— Exercises to complete —
#1 In the post about choosing a college major, which fields does the writer name as really popular with parents?
#2 Print everything from "And, it's easier" down to "stupider than you." in the post about choosing a college major.

:: Document section ::

This is me coming at it as a nontraditional-age person, because every 20 year old thinks they've found their calling for The Rest Of Their Life and that things are going to be Just Great after they get out of school. Then they either find out in their second year of school that they really want to join the circus. Or they get out of school and don't know what to do with themselves.
At that age you still have to ask yourself, who wants you to be a doctor? Yourself or your mom? You need to especially ask yourself this if you're going into some field that is really popular with parents: medicine, engineering, dentistry or law. Parents just somehow don't get as excited about us joining the circus, and really, speaking as a 31 year old, many 20 year olds (esp. if they're from the social group where their parents can afford to put 'em through med school) don't yet know the difference between what THEY want, and what MOM wants. I'd pay my own way through school if I had ten dollars for every ex-premed/ex-predental/ex-prelaw I've known, who was in the early-twenties age group.
The thing with the major... is it something you'd do/want to study if you DON'T end up becoming a doctor?
But let's say your passion is film. Sure, you can be a liberal arts major... but if you stop at a bachelor's (things like that happen), can you actually get a job? Do you have a backup plan in case you decide you can't stand body fluids?
And, it's easier to get a liberal arts or social sciences Master's or Ph.D. if your undergrad degree is science, than to do it in reverse: to backtrack and slog through four years of math and science that you didn't complete. I'm doing this, I had no idea I was going premed, and never took a single math class my entire college career. So yeah. Learn from the mistakes of people stupider than you.

:::
:: Information given ::

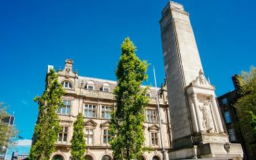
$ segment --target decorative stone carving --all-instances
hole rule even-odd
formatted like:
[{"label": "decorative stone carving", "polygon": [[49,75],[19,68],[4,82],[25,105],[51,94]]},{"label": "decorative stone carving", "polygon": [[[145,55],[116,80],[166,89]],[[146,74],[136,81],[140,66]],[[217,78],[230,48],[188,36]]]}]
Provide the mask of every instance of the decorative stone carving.
[{"label": "decorative stone carving", "polygon": [[214,124],[212,118],[212,114],[210,111],[210,101],[206,99],[202,106],[199,106],[202,112],[202,124],[205,130],[211,130],[214,129]]},{"label": "decorative stone carving", "polygon": [[110,125],[110,121],[108,120],[100,124],[100,127],[108,127]]},{"label": "decorative stone carving", "polygon": [[148,130],[159,130],[160,127],[156,124],[153,124],[151,126],[148,127]]},{"label": "decorative stone carving", "polygon": [[93,121],[92,120],[88,120],[88,121],[84,122],[84,125],[87,126],[96,127],[97,126],[97,123]]},{"label": "decorative stone carving", "polygon": [[224,147],[228,153],[229,153],[230,151],[230,144],[229,144],[229,143],[224,143]]},{"label": "decorative stone carving", "polygon": [[192,81],[190,83],[192,86],[197,86],[197,87],[206,87],[209,89],[215,89],[214,86],[212,85],[209,81],[206,79],[203,70],[200,69],[199,72],[199,76],[195,79],[195,81]]}]

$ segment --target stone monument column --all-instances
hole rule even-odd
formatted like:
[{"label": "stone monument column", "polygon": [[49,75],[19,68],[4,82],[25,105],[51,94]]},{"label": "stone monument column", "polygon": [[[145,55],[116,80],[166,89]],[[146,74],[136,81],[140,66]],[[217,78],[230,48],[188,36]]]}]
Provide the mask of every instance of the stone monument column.
[{"label": "stone monument column", "polygon": [[172,132],[171,159],[228,157],[241,159],[240,144],[230,144],[205,79],[189,14],[170,1],[160,21]]}]

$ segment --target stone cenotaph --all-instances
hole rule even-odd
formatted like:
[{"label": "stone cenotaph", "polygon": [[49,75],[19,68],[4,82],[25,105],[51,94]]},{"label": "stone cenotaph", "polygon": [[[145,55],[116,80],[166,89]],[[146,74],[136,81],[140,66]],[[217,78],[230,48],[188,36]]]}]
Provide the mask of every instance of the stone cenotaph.
[{"label": "stone cenotaph", "polygon": [[242,159],[240,144],[230,143],[205,79],[189,13],[168,2],[162,12],[161,35],[172,131],[170,159]]}]

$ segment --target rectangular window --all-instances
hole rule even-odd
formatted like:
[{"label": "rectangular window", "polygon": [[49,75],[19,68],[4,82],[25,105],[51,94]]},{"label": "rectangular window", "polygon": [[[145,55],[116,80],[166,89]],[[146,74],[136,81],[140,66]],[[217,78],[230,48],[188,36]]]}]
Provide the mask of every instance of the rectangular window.
[{"label": "rectangular window", "polygon": [[67,126],[62,126],[61,131],[59,133],[58,142],[65,143],[67,141],[67,134],[69,128]]},{"label": "rectangular window", "polygon": [[110,111],[111,111],[111,108],[106,107],[106,106],[102,106],[101,107],[101,118],[105,118],[105,119],[111,118]]},{"label": "rectangular window", "polygon": [[151,93],[146,93],[146,96],[148,97],[151,97]]},{"label": "rectangular window", "polygon": [[222,102],[223,104],[227,104],[228,103],[228,99],[226,99],[226,97],[222,99]]},{"label": "rectangular window", "polygon": [[157,122],[157,112],[154,110],[146,110],[146,120],[148,122]]},{"label": "rectangular window", "polygon": [[158,133],[151,132],[151,143],[152,145],[158,145]]},{"label": "rectangular window", "polygon": [[71,106],[71,100],[63,99],[64,106],[63,107],[59,108],[57,111],[57,114],[70,114],[70,107]]},{"label": "rectangular window", "polygon": [[103,143],[108,144],[108,142],[110,140],[110,136],[109,136],[108,130],[104,129],[103,130]]},{"label": "rectangular window", "polygon": [[97,113],[97,107],[92,104],[85,104],[84,110],[84,116],[88,118],[96,118]]},{"label": "rectangular window", "polygon": [[234,134],[234,130],[233,129],[228,130],[228,134],[231,141],[234,141],[236,140],[236,134]]},{"label": "rectangular window", "polygon": [[92,144],[94,142],[94,130],[92,128],[86,129],[86,144]]},{"label": "rectangular window", "polygon": [[109,87],[103,87],[103,91],[109,92]]},{"label": "rectangular window", "polygon": [[88,85],[87,89],[88,90],[94,90],[94,86],[92,85]]},{"label": "rectangular window", "polygon": [[231,123],[232,120],[231,120],[230,112],[229,112],[228,111],[225,112],[224,117],[225,117],[226,123]]}]

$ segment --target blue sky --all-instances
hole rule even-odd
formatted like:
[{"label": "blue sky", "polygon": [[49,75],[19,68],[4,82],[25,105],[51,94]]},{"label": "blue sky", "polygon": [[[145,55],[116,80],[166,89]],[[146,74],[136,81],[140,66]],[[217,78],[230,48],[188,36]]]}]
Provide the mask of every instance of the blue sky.
[{"label": "blue sky", "polygon": [[[255,1],[177,1],[190,13],[206,76],[220,95],[231,76],[255,65]],[[79,75],[115,80],[120,46],[129,36],[141,59],[164,77],[159,20],[168,1],[0,1],[0,102],[31,139],[47,65],[74,61]],[[153,83],[152,67],[148,70]],[[25,145],[26,146],[26,145]],[[20,152],[29,147],[20,147]]]}]

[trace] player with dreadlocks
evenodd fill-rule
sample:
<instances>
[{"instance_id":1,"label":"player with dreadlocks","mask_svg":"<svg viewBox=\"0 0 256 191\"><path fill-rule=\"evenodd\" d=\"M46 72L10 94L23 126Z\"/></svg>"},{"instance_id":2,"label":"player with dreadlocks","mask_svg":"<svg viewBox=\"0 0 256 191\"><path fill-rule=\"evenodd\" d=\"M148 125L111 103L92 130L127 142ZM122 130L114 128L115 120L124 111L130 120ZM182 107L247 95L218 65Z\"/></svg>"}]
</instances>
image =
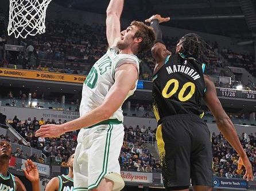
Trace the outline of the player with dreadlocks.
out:
<instances>
[{"instance_id":1,"label":"player with dreadlocks","mask_svg":"<svg viewBox=\"0 0 256 191\"><path fill-rule=\"evenodd\" d=\"M204 75L210 46L197 34L182 37L176 53L168 50L159 23L169 18L155 15L146 20L156 34L152 53L156 61L153 73L153 106L158 122L157 146L166 190L211 190L212 153L211 133L201 120L204 98L217 126L240 156L246 170L244 178L253 180L251 165L230 119L217 97L214 84Z\"/></svg>"}]
</instances>

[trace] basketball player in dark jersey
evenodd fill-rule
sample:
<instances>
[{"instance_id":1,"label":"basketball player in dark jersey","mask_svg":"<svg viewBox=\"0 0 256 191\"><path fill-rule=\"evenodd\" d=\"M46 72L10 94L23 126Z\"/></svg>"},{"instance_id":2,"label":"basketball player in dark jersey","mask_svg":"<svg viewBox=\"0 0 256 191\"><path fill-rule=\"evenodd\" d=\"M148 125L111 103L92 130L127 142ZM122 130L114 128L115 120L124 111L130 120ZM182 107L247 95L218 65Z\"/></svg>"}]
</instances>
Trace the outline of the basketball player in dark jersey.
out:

:::

— Solutions —
#1 Medicine, engineering, dentistry and law.

#2
And, it's easier to get a liberal arts or social sciences Master's or Ph.D. if your undergrad degree is science, than to do it in reverse: to backtrack and slog through four years of math and science that you didn't complete. I'm doing this, I had no idea I was going premed, and never took a single math class my entire college career. So yeah. Learn from the mistakes of people stupider than you.